■ Given instruction: All of the data that follows should be retyped exactly, please, except the pictures.

■ Dataset records:

-=-=-

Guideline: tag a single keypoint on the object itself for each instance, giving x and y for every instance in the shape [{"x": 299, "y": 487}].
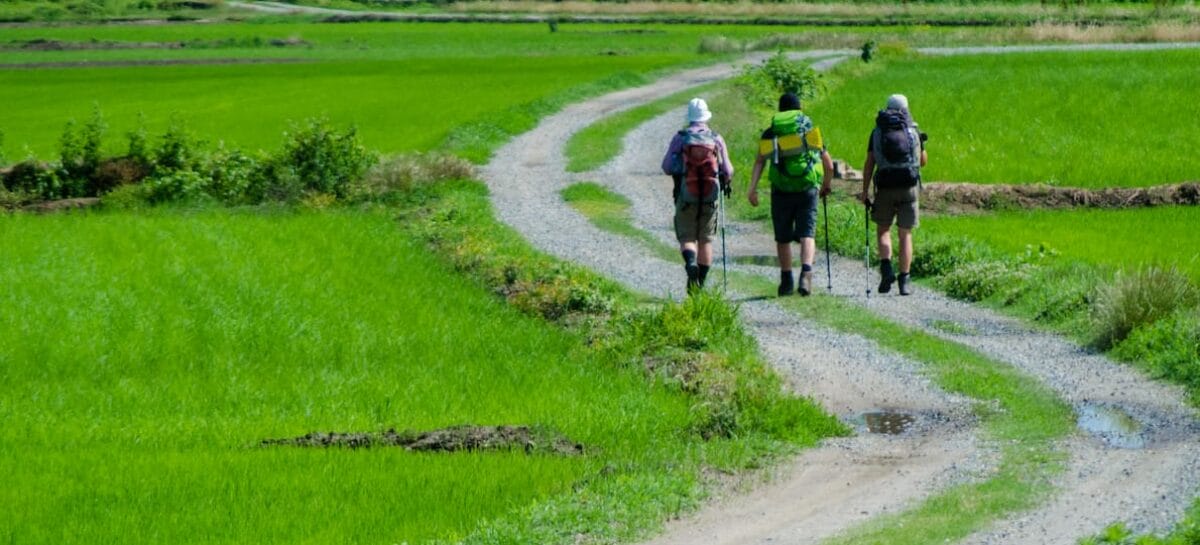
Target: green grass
[
  {"x": 1073, "y": 119},
  {"x": 408, "y": 105},
  {"x": 601, "y": 141},
  {"x": 144, "y": 355},
  {"x": 1108, "y": 239},
  {"x": 610, "y": 211},
  {"x": 1017, "y": 412}
]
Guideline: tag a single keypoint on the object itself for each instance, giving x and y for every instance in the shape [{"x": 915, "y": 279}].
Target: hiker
[
  {"x": 801, "y": 171},
  {"x": 894, "y": 156},
  {"x": 699, "y": 163}
]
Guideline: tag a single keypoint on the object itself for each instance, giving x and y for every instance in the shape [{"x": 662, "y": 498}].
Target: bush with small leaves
[{"x": 324, "y": 160}]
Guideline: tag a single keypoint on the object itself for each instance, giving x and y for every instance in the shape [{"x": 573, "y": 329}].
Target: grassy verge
[
  {"x": 1055, "y": 136},
  {"x": 696, "y": 348},
  {"x": 610, "y": 211},
  {"x": 179, "y": 340},
  {"x": 1018, "y": 413}
]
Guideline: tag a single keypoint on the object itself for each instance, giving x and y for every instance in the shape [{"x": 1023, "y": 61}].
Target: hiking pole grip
[{"x": 825, "y": 211}]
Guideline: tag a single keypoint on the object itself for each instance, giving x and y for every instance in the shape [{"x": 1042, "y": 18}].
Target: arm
[
  {"x": 827, "y": 183},
  {"x": 673, "y": 149},
  {"x": 868, "y": 172},
  {"x": 753, "y": 192},
  {"x": 726, "y": 165}
]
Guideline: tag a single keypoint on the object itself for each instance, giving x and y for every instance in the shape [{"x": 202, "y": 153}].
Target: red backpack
[{"x": 701, "y": 166}]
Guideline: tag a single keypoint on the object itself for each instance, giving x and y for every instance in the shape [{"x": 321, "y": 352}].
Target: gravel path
[{"x": 845, "y": 481}]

-=-=-

■ Result for this task:
Guideline: tag a single keypoint on the object itself for each instance, giving x and y for every instance in the shape [{"x": 299, "y": 487}].
Target: green grass
[
  {"x": 1073, "y": 119},
  {"x": 408, "y": 105},
  {"x": 601, "y": 141},
  {"x": 144, "y": 355},
  {"x": 1108, "y": 239},
  {"x": 610, "y": 211},
  {"x": 1017, "y": 412}
]
Guideline: tag a single keypoint on the object itself for each instance, giving x and y for every instance in the shape [{"x": 915, "y": 279}].
Target: hiker
[
  {"x": 801, "y": 171},
  {"x": 894, "y": 156},
  {"x": 699, "y": 163}
]
Guideline: tag a single keypoint on the object itself for each instance, giving x and y for every instance in the shape [{"x": 662, "y": 498}].
Target: bush with small leaves
[{"x": 324, "y": 160}]
Guideline: tag a single keypoint on the object itself for each instance, giving x and y for every instance in the shape [{"x": 573, "y": 329}].
Target: grassy verge
[
  {"x": 1055, "y": 136},
  {"x": 696, "y": 348},
  {"x": 610, "y": 211},
  {"x": 179, "y": 340},
  {"x": 1018, "y": 413}
]
Guideline: tag a single keypoint on the object itself for each instance, giving x and y for every instance in the shape [{"x": 1023, "y": 61}].
Target: hiking pole grip
[{"x": 825, "y": 211}]
Guideline: tag a single keypoint on the object itself for each instance, giving x and y for every instance in the shape [{"x": 1042, "y": 18}].
Target: arm
[
  {"x": 827, "y": 183},
  {"x": 673, "y": 149},
  {"x": 868, "y": 172},
  {"x": 753, "y": 192},
  {"x": 726, "y": 165}
]
Guideline: tag a single keypoint on the object itself for each instance, giving x and y for every instance in the shape [{"x": 202, "y": 153}].
Target: red backpack
[{"x": 701, "y": 166}]
Guideline: tag a single keypoint on the object itself for each instance, giving x and y for every instance in the shape [{"x": 321, "y": 352}].
Target: gravel path
[{"x": 845, "y": 481}]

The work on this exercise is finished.